▶ Problem: Please repeat the line that has "Practice step: label each instance of the peacock's blue" and all lines after it, exactly as they appear, through the end of the entries.

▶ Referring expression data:
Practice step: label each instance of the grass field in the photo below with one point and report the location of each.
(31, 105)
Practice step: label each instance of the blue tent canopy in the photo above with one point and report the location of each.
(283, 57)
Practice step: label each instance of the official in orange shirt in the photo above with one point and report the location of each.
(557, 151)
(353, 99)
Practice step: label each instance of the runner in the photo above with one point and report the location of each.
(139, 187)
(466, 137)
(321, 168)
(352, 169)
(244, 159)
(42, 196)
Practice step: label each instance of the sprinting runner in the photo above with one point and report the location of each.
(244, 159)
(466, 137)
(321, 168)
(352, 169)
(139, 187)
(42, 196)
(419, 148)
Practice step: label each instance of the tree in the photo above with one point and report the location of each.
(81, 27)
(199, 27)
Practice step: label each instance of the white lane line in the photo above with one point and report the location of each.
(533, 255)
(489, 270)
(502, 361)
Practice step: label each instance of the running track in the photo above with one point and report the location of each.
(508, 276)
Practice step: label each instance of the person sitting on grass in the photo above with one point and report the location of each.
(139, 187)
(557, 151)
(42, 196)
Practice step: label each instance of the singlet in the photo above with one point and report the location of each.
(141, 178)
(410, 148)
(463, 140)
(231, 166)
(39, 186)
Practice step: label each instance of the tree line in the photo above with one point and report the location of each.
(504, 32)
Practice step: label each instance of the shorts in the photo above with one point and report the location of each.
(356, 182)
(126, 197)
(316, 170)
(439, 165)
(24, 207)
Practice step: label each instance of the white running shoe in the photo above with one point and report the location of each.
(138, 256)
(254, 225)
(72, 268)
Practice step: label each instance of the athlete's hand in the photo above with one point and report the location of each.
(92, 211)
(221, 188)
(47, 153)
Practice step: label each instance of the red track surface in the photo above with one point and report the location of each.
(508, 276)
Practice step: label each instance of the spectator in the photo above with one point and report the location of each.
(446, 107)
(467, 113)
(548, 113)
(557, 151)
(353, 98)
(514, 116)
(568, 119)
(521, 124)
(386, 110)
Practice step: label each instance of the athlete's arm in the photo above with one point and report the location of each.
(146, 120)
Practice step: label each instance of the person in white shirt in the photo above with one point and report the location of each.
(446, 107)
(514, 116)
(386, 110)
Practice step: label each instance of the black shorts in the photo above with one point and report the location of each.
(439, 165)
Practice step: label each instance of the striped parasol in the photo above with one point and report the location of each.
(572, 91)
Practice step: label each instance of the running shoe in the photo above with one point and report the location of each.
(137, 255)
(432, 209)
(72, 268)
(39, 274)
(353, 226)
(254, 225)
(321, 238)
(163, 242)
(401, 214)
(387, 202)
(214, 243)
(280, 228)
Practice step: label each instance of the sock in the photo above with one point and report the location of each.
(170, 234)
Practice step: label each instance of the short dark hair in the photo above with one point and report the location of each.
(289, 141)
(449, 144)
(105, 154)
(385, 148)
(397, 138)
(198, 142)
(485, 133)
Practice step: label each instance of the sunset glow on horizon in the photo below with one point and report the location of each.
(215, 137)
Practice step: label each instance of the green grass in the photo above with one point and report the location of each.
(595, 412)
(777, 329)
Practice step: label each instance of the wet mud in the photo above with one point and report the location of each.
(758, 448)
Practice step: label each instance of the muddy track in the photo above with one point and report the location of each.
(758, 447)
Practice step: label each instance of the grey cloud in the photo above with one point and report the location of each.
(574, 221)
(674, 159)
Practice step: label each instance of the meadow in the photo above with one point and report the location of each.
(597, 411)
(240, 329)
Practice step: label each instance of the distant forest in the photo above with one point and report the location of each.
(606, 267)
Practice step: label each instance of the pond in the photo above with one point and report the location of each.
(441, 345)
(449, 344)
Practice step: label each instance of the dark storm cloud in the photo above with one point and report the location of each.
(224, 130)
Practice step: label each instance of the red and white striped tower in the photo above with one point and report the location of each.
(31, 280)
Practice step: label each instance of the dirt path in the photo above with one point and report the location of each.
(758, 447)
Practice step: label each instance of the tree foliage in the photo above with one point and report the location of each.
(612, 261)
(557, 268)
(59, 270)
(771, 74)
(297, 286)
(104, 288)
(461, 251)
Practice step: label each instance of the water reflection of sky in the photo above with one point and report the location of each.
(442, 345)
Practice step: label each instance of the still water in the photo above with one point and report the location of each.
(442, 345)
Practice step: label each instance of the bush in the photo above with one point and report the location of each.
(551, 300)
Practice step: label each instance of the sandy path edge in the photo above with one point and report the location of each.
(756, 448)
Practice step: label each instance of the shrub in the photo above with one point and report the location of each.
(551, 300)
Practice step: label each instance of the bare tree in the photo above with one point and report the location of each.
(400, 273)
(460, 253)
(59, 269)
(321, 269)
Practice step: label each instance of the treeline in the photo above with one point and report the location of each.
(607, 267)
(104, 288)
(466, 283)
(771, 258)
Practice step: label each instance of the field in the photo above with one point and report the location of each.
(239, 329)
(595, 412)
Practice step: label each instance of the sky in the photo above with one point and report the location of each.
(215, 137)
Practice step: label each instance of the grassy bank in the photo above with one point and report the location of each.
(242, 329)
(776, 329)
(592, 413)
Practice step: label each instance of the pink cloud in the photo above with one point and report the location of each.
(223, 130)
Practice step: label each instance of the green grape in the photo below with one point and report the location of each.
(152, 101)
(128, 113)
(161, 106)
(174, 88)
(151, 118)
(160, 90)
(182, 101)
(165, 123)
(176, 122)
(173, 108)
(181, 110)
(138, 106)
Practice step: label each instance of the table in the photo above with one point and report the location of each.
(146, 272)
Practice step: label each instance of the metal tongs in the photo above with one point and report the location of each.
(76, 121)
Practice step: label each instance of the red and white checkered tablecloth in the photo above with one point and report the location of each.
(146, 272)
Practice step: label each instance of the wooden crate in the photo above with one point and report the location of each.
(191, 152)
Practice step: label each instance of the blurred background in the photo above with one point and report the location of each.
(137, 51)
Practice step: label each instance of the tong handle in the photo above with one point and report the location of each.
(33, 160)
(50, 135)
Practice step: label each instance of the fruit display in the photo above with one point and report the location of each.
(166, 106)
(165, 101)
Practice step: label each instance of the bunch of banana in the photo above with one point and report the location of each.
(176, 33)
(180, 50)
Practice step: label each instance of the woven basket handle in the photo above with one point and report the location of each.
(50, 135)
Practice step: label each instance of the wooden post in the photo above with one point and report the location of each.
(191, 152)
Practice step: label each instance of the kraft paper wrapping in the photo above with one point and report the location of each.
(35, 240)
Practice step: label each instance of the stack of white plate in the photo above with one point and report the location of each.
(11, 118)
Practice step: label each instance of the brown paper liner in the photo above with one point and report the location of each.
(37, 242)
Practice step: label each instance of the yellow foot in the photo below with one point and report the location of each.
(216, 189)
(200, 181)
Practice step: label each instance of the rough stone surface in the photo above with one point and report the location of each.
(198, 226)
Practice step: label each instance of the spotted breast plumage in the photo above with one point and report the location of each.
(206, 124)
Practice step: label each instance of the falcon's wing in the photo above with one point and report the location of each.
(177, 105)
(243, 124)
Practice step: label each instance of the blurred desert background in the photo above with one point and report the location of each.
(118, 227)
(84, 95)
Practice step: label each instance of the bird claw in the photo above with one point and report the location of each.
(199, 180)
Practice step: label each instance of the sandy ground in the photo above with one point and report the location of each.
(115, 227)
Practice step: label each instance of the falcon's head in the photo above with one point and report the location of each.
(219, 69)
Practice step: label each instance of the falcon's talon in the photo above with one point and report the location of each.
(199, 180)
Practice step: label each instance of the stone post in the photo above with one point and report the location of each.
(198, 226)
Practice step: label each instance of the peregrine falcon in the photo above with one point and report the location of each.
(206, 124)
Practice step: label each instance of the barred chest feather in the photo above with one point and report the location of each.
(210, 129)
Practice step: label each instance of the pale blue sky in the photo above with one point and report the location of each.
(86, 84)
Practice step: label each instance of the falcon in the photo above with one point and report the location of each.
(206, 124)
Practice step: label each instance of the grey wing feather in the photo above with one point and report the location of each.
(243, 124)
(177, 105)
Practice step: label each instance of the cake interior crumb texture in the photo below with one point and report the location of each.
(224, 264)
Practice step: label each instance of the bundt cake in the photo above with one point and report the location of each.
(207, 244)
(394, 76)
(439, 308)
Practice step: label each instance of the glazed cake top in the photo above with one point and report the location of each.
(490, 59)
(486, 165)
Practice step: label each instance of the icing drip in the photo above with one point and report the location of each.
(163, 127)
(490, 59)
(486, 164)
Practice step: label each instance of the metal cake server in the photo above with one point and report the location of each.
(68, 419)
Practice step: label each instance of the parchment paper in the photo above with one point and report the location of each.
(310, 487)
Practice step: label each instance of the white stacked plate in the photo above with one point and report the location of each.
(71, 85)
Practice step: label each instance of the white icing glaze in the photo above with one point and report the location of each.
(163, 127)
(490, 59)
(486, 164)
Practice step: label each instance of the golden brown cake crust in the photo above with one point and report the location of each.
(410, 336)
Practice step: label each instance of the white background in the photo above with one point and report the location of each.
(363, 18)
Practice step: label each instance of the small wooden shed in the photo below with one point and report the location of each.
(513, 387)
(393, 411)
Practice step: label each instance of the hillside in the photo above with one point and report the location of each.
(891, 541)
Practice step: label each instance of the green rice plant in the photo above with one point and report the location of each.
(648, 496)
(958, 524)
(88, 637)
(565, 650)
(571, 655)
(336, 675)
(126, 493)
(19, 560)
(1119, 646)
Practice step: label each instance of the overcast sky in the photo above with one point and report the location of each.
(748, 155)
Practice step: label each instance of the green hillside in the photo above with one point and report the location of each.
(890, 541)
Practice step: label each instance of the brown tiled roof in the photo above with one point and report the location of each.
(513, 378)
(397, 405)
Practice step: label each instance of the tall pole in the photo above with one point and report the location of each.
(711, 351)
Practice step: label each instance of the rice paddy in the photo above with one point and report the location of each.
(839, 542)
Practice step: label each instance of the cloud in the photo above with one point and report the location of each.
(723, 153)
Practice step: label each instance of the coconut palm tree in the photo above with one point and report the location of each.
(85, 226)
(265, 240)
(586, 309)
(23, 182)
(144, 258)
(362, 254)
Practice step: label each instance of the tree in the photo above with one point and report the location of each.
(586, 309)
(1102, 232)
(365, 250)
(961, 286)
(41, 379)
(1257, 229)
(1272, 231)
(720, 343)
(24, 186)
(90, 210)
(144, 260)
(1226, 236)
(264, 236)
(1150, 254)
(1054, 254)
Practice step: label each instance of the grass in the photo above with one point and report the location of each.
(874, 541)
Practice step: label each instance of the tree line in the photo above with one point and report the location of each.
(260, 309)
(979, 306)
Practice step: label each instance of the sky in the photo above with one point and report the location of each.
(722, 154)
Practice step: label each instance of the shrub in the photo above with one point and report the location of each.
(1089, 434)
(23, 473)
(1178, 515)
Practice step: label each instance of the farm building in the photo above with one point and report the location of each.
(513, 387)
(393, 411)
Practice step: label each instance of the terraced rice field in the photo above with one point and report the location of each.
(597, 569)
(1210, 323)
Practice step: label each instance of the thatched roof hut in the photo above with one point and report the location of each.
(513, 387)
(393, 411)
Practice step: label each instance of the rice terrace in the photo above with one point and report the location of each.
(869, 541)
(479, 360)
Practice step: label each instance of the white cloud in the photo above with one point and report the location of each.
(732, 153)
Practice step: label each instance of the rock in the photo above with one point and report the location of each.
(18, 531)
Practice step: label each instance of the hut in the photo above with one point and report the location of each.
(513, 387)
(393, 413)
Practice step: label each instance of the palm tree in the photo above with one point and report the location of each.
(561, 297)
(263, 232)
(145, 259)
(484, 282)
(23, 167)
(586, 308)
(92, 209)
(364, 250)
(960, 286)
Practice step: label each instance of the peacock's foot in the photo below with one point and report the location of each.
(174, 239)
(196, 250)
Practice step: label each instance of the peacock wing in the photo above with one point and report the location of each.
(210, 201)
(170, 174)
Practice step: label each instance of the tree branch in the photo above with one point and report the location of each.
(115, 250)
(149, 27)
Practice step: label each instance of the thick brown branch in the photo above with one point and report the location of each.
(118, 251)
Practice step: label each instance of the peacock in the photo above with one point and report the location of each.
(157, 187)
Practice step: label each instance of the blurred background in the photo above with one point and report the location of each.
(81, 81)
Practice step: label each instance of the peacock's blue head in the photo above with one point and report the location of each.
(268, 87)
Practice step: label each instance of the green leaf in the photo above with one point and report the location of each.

▶ Result of the task:
Practice step: label each instance of the peacock's blue head in the photo above with one point and report the location of each.
(268, 87)
Practice step: label each instance of the green leaf in the photo above with one point and report the location of each.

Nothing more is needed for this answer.